**Provided text:**
Thank you for your suggestion to update to the latest version of mixOmics using
devtools::install_github(“mixOmicsTeam/mixOmics”)
I have followed your advice and installed the version 6.31.4, but unfortunately, the issue with the plotIndiv function mislabeling the sample groups still persists.
I am not able to recreate your error with mis-allocated sample group colours, could you please run this test code using the SRBCT dataset and check that the outputs are correct?
library(mixOmics)
data(srbct)
X <- srbct$gene
groups <- srbct$class
print(groups)
# [1] EWS EWS EWS EWS EWS EWS EWS EWS EWS EWS EWS EWS EWS EWS EWS EWS EWS EWS EWS EWS EWS EWS EWS
# [24] BL BL BL BL BL BL BL BL NB NB NB NB NB NB NB NB NB NB NB NB RMS RMS RMS
# [47] RMS RMS RMS RMS RMS RMS RMS RMS RMS RMS RMS RMS RMS RMS RMS RMS RMS
# Levels: EWS BL NB RMS
result.pca <- pca(X)
# plot where each sample is named and coloured by group
plotIndiv(result.pca,
ind.names = TRUE,
legend = TRUE,
group = groups,
legend.title = "Groups")
# plot where each sample shape and colour set by group
plotIndiv(result.pca,
ind.names = FALSE,
legend = TRUE,
group = groups,
legend.title = "Groups",
pch.levels = groups,
legend.title.pch = "Groups")
This code generates two plots, the first where samples points are the sample names (as set by ind.names = TRUE) and you can see they are coloured properly. The second plot the sample points are shaped and coloured based on their groups, which is what it looks like you are aiming for your with code (to do this you need to set ind.names = FALSE).
If you get the same plots as these with this example code, then your problem likely lies with data$Sample and factor(data$Time) that you have set. Make sure that these vectors look the same as groups in this example code.

**Your goal:** From the forum thread on plotIndiv, extract the passage starting with "Thank you for" and going on through "outputs are correct?".

Region annotation entries
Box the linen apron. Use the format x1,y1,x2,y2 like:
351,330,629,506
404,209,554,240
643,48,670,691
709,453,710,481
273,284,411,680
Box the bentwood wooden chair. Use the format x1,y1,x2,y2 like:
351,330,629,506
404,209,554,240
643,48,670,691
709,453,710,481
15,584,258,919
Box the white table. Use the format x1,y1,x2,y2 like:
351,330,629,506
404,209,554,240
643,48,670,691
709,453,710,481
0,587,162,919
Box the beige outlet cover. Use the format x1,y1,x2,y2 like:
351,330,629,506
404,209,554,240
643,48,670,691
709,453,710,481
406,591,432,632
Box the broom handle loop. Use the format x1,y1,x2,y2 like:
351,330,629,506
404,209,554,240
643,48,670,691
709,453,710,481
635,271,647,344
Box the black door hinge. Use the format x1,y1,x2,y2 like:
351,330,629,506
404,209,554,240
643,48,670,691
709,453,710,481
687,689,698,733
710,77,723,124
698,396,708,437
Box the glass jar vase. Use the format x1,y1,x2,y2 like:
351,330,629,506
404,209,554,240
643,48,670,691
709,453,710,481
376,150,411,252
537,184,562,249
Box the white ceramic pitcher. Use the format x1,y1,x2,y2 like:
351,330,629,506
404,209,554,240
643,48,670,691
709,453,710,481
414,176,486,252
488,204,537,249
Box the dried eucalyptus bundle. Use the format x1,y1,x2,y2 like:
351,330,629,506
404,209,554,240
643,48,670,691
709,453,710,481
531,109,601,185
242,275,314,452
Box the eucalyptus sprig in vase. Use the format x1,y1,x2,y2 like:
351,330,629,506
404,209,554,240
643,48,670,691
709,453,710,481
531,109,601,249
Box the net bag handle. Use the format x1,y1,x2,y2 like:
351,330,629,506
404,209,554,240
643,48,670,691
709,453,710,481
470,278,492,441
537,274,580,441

**Reply:**
Thank you for your suggestion to update to the latest version of mixOmics using
devtools::install_github(“mixOmicsTeam/mixOmics”)
I have followed your advice and installed the version 6.31.4, but unfortunately, the issue with the plotIndiv function mislabeling the sample groups still persists.
I am not able to recreate your error with mis-allocated sample group colours, could you please run this test code using the SRBCT dataset and check that the outputs are correct?